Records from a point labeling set
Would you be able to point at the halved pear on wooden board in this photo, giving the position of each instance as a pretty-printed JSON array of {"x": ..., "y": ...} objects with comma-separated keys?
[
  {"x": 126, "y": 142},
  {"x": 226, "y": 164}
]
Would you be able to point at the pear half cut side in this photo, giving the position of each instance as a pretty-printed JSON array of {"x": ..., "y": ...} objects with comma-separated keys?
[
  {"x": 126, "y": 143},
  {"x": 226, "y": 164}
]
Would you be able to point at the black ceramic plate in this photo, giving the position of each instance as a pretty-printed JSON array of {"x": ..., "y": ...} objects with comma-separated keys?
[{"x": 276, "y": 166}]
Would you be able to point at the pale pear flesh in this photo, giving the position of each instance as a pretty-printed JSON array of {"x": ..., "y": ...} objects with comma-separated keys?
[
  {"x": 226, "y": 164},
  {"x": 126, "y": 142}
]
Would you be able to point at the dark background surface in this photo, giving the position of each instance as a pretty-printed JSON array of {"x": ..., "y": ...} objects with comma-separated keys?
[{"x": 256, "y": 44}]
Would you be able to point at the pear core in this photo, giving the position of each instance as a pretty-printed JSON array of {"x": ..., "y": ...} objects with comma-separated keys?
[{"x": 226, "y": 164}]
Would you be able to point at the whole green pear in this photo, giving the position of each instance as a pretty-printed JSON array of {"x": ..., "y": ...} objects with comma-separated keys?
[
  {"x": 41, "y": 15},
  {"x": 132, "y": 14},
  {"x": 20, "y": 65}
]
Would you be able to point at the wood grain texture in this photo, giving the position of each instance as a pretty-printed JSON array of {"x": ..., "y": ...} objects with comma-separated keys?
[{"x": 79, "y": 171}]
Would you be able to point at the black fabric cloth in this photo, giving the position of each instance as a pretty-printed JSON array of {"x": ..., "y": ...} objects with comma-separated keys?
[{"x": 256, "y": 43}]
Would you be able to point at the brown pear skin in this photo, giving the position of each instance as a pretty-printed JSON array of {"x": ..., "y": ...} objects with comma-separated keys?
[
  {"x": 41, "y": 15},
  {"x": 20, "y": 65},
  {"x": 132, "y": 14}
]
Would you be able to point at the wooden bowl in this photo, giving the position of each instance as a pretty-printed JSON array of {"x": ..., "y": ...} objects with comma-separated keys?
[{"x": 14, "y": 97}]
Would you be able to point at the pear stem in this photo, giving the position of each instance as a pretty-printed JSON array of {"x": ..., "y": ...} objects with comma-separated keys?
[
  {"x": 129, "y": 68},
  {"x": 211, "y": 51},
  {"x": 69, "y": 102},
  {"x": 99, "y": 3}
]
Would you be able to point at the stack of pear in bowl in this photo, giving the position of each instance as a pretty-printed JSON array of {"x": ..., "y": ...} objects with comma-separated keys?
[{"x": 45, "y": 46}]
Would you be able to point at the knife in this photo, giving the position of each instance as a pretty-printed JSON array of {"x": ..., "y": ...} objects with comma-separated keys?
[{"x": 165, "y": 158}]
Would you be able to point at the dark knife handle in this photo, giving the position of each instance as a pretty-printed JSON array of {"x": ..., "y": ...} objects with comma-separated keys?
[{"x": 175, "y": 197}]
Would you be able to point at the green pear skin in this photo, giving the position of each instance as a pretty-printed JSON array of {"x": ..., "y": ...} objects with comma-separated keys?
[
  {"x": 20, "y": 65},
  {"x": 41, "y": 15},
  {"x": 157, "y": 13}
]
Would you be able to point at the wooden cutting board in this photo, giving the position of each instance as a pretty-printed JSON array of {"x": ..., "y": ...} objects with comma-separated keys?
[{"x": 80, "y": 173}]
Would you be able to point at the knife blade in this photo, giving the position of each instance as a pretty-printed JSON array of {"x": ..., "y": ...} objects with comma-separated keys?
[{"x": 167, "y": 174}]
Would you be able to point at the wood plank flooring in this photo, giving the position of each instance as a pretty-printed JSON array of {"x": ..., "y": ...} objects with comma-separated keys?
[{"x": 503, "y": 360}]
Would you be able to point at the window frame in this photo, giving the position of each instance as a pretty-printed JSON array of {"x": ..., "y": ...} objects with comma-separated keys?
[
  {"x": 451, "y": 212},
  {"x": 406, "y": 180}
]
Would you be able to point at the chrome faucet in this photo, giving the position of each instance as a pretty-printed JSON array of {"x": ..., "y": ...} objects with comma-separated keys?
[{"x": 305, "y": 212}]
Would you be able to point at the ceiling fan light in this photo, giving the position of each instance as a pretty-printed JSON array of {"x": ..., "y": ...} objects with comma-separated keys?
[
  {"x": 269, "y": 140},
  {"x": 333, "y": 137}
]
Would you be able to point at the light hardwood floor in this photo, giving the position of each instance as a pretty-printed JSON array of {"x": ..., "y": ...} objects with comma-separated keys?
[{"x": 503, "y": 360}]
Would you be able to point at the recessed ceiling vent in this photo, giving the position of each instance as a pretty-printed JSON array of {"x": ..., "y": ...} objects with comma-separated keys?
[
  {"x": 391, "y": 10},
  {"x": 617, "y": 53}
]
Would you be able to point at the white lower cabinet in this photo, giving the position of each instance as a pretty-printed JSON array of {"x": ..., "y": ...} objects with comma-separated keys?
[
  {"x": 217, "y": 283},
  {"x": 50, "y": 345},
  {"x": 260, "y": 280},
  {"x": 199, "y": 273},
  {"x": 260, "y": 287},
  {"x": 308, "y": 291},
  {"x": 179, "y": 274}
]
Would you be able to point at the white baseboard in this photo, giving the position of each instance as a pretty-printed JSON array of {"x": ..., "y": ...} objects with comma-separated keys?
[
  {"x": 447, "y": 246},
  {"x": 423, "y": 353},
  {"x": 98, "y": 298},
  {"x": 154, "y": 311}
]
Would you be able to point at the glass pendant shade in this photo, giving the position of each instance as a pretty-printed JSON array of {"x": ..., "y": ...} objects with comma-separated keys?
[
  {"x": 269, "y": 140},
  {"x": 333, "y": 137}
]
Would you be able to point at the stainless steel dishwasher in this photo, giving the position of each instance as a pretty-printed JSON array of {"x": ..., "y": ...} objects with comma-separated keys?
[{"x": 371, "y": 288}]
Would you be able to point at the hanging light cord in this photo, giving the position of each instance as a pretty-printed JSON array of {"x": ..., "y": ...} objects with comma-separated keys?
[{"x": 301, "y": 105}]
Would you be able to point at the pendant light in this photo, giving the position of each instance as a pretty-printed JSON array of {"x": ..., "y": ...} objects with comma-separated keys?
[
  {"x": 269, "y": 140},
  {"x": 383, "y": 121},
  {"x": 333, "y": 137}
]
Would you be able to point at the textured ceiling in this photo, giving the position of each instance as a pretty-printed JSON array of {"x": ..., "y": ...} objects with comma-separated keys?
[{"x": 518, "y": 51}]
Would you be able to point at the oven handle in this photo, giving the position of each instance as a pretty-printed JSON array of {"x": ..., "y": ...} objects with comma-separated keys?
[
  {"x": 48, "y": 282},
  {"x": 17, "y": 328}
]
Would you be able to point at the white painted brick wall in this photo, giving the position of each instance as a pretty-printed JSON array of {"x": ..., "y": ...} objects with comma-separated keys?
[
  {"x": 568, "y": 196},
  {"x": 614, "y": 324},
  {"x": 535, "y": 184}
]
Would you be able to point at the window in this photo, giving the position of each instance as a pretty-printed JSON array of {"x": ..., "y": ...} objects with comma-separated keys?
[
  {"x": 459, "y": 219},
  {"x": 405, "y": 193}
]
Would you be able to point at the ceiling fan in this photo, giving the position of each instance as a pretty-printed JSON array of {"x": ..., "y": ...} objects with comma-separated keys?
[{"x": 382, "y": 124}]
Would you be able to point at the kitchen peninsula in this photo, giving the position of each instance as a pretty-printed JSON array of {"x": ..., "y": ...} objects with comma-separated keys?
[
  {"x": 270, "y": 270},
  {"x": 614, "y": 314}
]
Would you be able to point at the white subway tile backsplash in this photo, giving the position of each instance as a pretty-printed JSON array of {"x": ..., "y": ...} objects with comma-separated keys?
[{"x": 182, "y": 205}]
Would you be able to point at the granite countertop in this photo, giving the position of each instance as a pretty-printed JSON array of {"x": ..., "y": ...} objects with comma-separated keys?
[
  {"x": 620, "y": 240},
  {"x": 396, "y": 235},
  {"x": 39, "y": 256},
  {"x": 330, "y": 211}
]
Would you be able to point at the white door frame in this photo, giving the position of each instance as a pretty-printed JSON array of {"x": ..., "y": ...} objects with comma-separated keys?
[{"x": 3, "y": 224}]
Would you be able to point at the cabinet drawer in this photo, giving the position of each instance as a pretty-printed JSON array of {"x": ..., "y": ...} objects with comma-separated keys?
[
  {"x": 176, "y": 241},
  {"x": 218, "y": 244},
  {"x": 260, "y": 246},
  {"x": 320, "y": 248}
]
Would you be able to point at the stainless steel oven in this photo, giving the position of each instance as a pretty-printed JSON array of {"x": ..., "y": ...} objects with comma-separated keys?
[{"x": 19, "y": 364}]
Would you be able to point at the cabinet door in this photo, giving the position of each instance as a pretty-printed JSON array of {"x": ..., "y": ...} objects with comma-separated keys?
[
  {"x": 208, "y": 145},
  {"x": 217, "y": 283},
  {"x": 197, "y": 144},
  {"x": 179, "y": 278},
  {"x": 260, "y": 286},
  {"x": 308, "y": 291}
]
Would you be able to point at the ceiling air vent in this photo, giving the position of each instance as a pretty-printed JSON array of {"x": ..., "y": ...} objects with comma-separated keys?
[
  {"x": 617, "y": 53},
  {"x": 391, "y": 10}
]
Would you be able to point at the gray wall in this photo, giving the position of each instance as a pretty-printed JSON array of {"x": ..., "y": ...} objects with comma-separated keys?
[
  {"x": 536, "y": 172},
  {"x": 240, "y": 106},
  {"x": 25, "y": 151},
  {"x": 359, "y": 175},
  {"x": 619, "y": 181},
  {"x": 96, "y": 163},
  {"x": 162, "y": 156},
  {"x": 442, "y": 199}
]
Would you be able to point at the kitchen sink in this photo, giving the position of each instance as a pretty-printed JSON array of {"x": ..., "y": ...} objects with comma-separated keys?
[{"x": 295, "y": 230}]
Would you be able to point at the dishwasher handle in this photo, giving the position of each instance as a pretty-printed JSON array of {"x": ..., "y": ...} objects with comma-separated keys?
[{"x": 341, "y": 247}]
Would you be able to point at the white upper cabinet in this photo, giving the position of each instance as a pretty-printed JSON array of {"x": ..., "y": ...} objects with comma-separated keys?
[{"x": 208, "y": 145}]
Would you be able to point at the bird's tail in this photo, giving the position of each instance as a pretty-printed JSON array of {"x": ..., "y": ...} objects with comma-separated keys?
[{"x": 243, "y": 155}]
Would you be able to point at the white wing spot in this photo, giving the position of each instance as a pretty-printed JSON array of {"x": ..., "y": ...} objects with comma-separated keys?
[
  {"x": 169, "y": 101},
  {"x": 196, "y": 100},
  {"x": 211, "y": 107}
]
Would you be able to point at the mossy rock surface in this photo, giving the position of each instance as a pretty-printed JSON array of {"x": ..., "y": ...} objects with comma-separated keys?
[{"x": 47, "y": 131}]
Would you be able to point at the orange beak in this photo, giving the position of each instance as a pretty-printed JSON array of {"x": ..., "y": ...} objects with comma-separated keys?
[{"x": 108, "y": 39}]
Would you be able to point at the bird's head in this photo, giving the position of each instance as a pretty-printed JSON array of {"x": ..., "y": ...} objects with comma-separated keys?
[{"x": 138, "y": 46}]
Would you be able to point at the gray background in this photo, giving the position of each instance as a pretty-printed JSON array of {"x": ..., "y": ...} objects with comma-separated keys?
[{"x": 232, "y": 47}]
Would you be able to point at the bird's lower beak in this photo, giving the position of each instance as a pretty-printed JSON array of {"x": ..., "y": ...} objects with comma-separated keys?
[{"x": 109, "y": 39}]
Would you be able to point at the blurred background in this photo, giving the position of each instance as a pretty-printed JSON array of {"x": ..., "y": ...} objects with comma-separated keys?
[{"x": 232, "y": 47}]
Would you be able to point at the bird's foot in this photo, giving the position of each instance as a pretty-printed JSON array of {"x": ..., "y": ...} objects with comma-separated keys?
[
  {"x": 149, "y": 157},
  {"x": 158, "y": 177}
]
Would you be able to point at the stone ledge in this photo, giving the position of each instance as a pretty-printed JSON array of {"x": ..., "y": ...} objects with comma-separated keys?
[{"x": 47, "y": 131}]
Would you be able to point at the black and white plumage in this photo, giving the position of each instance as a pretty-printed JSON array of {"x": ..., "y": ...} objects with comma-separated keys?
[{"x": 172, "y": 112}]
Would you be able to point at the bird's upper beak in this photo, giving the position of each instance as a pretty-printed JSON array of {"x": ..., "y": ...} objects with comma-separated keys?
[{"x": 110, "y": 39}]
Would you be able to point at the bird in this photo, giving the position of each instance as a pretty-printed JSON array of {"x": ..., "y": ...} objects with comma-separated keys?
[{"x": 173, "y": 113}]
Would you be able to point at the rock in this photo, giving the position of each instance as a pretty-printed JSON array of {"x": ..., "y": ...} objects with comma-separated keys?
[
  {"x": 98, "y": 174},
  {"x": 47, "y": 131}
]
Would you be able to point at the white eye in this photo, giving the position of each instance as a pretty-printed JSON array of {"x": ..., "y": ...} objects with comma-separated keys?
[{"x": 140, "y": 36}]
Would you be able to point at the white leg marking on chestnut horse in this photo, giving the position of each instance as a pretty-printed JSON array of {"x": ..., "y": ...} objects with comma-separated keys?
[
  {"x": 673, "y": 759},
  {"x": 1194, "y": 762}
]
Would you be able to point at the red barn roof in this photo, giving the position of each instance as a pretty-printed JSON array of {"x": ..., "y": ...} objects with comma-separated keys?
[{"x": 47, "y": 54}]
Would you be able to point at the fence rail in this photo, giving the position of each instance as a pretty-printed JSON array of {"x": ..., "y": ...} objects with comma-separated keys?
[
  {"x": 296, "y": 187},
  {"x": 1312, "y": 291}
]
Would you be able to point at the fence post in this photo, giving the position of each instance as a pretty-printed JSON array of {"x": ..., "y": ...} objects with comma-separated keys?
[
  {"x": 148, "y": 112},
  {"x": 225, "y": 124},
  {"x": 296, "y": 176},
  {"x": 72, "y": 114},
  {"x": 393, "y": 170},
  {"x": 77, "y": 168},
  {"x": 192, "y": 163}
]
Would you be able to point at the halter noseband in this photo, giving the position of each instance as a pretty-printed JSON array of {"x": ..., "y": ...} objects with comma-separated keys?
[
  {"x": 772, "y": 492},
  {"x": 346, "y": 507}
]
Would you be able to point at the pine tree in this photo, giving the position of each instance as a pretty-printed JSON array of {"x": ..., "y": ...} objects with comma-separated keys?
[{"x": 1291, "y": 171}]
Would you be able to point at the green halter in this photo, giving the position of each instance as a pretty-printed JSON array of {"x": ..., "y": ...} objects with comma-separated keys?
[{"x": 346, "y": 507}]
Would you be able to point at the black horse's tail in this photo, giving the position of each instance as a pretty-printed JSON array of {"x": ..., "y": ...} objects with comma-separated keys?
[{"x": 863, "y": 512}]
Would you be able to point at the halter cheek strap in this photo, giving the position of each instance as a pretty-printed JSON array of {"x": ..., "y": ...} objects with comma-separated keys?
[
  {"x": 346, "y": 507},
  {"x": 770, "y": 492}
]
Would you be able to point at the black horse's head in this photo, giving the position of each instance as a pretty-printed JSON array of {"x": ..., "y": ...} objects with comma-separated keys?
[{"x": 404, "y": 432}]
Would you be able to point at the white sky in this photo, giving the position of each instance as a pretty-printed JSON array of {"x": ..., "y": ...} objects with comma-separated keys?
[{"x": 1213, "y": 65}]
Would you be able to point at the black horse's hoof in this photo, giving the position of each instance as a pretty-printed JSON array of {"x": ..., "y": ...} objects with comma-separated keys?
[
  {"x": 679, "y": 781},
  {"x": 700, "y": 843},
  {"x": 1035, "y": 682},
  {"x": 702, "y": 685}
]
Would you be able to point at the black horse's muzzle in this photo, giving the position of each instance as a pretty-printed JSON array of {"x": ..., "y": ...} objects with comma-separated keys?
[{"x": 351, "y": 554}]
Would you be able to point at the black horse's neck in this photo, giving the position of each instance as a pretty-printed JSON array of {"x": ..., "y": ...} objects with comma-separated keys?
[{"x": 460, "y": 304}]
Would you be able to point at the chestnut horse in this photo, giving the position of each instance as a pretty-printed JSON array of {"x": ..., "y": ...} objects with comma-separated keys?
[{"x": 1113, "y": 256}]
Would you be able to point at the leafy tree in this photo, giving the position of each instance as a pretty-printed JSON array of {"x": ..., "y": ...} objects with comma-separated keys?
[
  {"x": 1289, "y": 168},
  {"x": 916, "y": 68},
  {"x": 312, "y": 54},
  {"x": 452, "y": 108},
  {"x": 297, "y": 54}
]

§ **TO DO**: In the listing above, find the line containing "Would you be able to point at the black horse's hoof", then reproduce it and each line after it through the end, exactly and with nothing added.

§ **EXPECTED ANSWER**:
Would you be able to point at the black horse's hoof in this photo, giving the position of each instance as a pretty-printed JSON array of {"x": ..., "y": ...} objects with comma-separated keys?
[
  {"x": 679, "y": 781},
  {"x": 700, "y": 843},
  {"x": 1035, "y": 682},
  {"x": 702, "y": 685}
]
Would you be able to point at the black horse's muzzle in this photo, giving the position of each instance as a pretty-printed JSON array of {"x": ..., "y": ...} objects with comma-separated keys?
[{"x": 351, "y": 554}]
Would you be able to point at the black horse's neck in this photo, giving the position of each instance as a pretty-printed JSON array of {"x": ..., "y": ...} objects with comma-separated keys?
[{"x": 460, "y": 304}]
Would you be able to point at the chestnut horse in this photo, giving the position of each instance as a pretty-printed JSON array of {"x": ..., "y": ...} objects with comma-separated keys?
[{"x": 1113, "y": 256}]
Would you be able to point at the leafy tree in this photo, giving the position of each instance as a pretty-printed JSON array of {"x": ..., "y": ...} objects with comma-separated keys?
[
  {"x": 1289, "y": 168},
  {"x": 916, "y": 68},
  {"x": 312, "y": 54},
  {"x": 452, "y": 108},
  {"x": 297, "y": 54}
]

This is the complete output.